**Text block:**
◇ ◇ ◇
Prometheus Bound is a Greek tragedy that comes from the days of classical Athens, over 2000 years ago, yet somehow it is amazingly modern and contemporary in the issues that it raises. About a week ago, I attended a performance of Prometheus Bound at the Getty Villa near Malibu, and it wonderfully conveyed the full meaning of the myth in a refreshing simple and modern style. The American audience of today immediately grasps that the themes discussed by Aeschylus (the playwright to whom Prometheus Bound is traditionally attributed; scholars now dispute the authorship of the play) are still relevant, perhaps more so than ever.
In the character of Prometheus, the Titan imprisoned for stealing fire from the gods and granting it to humanity, we find an echo of the modern political dissenter or whistleblower. In Zeus, the all-powerful ruler who uses his power to remove, destroy, and silence opposition, we find a hint of today’s authoritarian rulers.
We find ourselves dealing with the ancient and modern questions of how much power a ruler should have and of what we must do to counter the improper abuse of authority. When Zeus threatens Prometheus with horrific violence to uncover some secret knowledge that may threaten his status as Olympian king of the gods, we might even be reminded of modern political controversies, such as the use of “enhanced interrogation techniques” to acquire information.
◇ ◇ ◇
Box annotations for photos
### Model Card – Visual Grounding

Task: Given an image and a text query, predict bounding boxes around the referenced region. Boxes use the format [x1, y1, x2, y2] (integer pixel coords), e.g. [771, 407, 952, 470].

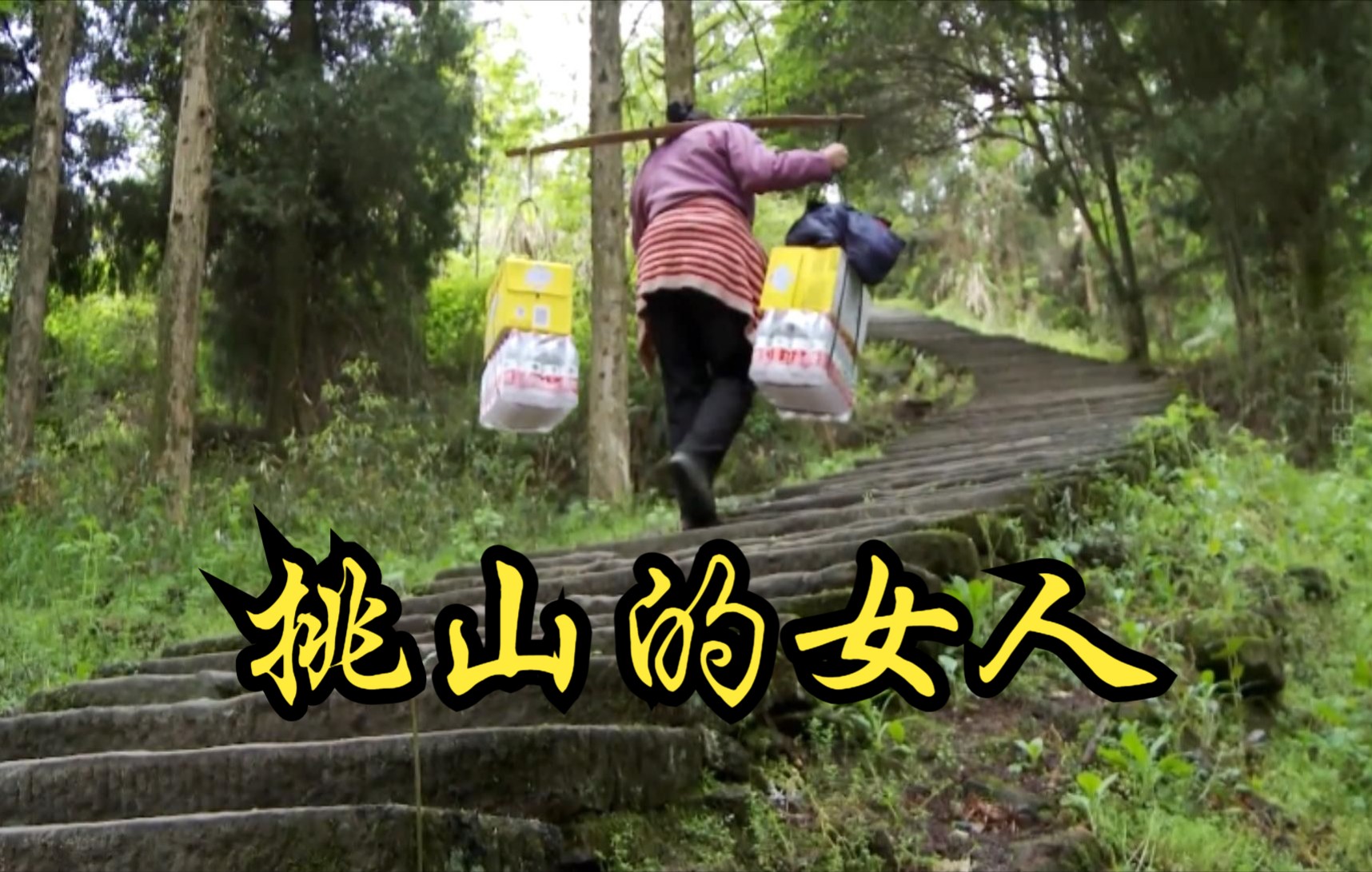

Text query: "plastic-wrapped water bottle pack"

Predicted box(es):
[749, 309, 858, 422]
[479, 330, 579, 433]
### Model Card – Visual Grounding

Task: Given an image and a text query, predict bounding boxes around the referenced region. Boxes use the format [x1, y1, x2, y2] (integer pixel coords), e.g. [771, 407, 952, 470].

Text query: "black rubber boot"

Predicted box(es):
[667, 451, 719, 529]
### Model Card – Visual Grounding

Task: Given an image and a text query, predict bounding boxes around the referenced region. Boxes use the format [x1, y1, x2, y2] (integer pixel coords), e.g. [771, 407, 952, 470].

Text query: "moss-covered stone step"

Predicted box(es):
[0, 655, 808, 761]
[0, 805, 563, 872]
[0, 725, 713, 826]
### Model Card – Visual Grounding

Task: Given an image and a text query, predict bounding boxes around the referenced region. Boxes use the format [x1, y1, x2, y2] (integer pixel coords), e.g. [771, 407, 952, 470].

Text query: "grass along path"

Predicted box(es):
[0, 332, 970, 709]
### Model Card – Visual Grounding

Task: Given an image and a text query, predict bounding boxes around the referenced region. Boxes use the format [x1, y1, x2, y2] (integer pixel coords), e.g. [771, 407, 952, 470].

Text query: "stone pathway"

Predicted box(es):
[0, 310, 1175, 872]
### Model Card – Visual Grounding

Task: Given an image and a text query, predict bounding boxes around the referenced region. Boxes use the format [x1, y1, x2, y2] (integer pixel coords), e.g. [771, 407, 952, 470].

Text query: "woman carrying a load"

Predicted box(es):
[630, 103, 848, 529]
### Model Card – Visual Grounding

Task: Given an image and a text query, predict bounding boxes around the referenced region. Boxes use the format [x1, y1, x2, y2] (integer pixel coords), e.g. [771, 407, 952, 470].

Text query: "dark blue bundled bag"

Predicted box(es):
[786, 200, 906, 285]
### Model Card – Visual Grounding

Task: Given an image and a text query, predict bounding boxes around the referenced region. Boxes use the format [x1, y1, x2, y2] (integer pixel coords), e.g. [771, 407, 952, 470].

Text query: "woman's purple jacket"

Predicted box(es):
[630, 121, 833, 253]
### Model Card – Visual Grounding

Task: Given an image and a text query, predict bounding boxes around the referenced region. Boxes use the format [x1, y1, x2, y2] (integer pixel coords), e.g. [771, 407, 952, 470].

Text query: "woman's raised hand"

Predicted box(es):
[819, 142, 848, 173]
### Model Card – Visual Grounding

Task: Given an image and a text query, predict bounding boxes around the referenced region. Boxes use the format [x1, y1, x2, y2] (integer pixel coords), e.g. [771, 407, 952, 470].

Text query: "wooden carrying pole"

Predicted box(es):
[505, 115, 866, 157]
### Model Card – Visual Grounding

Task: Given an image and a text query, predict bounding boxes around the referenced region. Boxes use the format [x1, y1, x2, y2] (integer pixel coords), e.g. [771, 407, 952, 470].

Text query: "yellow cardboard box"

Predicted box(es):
[485, 257, 572, 358]
[760, 245, 871, 352]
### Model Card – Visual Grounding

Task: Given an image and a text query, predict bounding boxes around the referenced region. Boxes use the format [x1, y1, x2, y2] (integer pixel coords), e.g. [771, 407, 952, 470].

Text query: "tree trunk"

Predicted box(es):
[1096, 129, 1148, 364]
[663, 0, 696, 104]
[152, 0, 224, 525]
[587, 0, 631, 502]
[4, 0, 80, 456]
[266, 0, 322, 439]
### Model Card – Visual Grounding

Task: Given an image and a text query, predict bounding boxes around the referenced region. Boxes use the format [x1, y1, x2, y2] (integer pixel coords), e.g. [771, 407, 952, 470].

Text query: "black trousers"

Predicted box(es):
[644, 288, 756, 479]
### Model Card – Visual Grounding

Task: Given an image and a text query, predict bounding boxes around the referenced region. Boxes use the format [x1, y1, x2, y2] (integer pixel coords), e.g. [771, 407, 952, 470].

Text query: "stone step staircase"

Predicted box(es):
[0, 310, 1175, 872]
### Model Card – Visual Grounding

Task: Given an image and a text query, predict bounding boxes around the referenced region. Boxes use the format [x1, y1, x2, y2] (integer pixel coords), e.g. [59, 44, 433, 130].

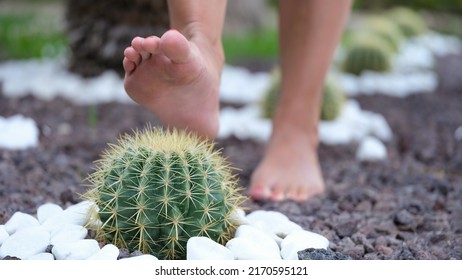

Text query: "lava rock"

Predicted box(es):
[298, 248, 352, 260]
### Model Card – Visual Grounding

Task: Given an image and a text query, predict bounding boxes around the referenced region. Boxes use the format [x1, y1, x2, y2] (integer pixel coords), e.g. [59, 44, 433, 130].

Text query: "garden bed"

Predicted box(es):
[0, 55, 462, 259]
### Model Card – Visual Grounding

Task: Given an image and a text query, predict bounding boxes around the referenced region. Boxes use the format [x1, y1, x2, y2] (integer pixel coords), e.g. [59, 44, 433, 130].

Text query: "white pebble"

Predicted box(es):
[454, 125, 462, 141]
[281, 230, 329, 260]
[51, 239, 100, 260]
[37, 203, 63, 224]
[356, 136, 387, 161]
[42, 201, 94, 231]
[87, 244, 120, 260]
[120, 254, 158, 261]
[50, 224, 88, 245]
[5, 212, 40, 235]
[231, 208, 249, 226]
[27, 253, 55, 261]
[226, 237, 281, 260]
[246, 210, 302, 238]
[186, 236, 234, 260]
[0, 225, 10, 246]
[0, 226, 50, 259]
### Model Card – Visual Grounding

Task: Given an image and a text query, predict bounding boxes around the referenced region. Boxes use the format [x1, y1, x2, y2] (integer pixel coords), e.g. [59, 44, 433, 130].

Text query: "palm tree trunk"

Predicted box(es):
[66, 0, 169, 77]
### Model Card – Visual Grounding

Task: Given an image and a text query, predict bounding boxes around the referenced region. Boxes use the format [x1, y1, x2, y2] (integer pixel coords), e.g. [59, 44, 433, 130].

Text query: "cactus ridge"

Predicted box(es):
[84, 128, 244, 259]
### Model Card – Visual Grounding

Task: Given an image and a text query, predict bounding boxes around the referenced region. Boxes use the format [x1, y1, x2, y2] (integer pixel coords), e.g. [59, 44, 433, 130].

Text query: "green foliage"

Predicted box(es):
[261, 67, 346, 121]
[342, 34, 392, 75]
[0, 12, 67, 59]
[354, 0, 462, 13]
[222, 28, 279, 63]
[83, 128, 247, 259]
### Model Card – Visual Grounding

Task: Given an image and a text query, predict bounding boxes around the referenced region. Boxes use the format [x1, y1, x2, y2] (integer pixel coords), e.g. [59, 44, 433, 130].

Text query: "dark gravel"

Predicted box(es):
[298, 248, 351, 260]
[0, 56, 462, 260]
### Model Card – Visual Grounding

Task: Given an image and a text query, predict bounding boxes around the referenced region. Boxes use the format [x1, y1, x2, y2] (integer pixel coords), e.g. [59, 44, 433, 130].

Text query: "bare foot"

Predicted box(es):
[249, 126, 325, 202]
[123, 30, 223, 139]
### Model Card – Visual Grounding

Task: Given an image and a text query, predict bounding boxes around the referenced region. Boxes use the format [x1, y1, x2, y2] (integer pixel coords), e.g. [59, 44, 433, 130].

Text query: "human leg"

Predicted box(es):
[250, 0, 351, 201]
[123, 0, 226, 139]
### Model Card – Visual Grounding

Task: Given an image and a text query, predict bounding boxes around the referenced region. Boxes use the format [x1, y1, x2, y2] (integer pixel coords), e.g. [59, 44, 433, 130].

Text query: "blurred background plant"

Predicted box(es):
[0, 0, 462, 67]
[0, 0, 67, 60]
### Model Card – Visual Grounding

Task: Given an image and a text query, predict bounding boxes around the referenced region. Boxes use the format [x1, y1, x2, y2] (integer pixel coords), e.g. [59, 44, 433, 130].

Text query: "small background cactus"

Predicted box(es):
◇ ◇ ◇
**Written request:** Extend the piece on Prometheus Bound at the Getty Villa, picking up after its last sentence.

**The result:**
One key moment that stood out to me is when Prometheus’ friends warn him not to speak so openly in defiance of all-seeing, all-powerful Zeus, for the tyrannical king of the gods would inflict further harm upon Prometheus to punish his loose tongue. In our world today of government surveillance, the democratic principle of free speech is often placed in danger.
Despite the threat of violence and retaliation, Prometheus still speaks his mind, constantly pointing out the cruel and unjust actions of Zeus. To speak out in this way is to defy those who would abuse political power, and this principle is what Prometheus stubbornly defends throughout the play. As it must have during the time of radical Athenian democracy in which it was written, this play still speaks to the democratic spirit of today, advocating defiance towards tyrannical authority.
I have had much experience reading and studying Greek tragedies, considering their themes, their connections to Athenian democratic ideals, and reflecting on the common ground between ancient Greece and our world today, but in all that time, I was forced to rely only on text, printed on paper.
With this new production of Prometheus Bound, I was finally given an opportunity to actually see one of these ancient stories unfold before my eyes in an authentic theatrical environment. The reason I use the word “authentic” is because the play was performed in a lovely Greek-style amphitheatre, just like those that tragedies were performed in thousands of years ago.
Adding to that the beautiful Roman architecture of the Getty Villa building itself and the warm, Mediterranean weather of Southern California, it was as if we had entered the world of the ancients; I could almost imagine that we were in Athens during one of the ancient drama festivals or perhaps being entertained at the house of some rich Roman aristocrat.
The production itself, though, was carried out in a uniquely modern style that acted as a interesting juxtaposition against the thoroughly classical backdrop. The centerpiece of the performance was an enormous metal wheel; during the day, it masquerades as a strange work of modern art, but at night, it becomes the cliff to which Prometheus is bound as punishment for defying Zeus.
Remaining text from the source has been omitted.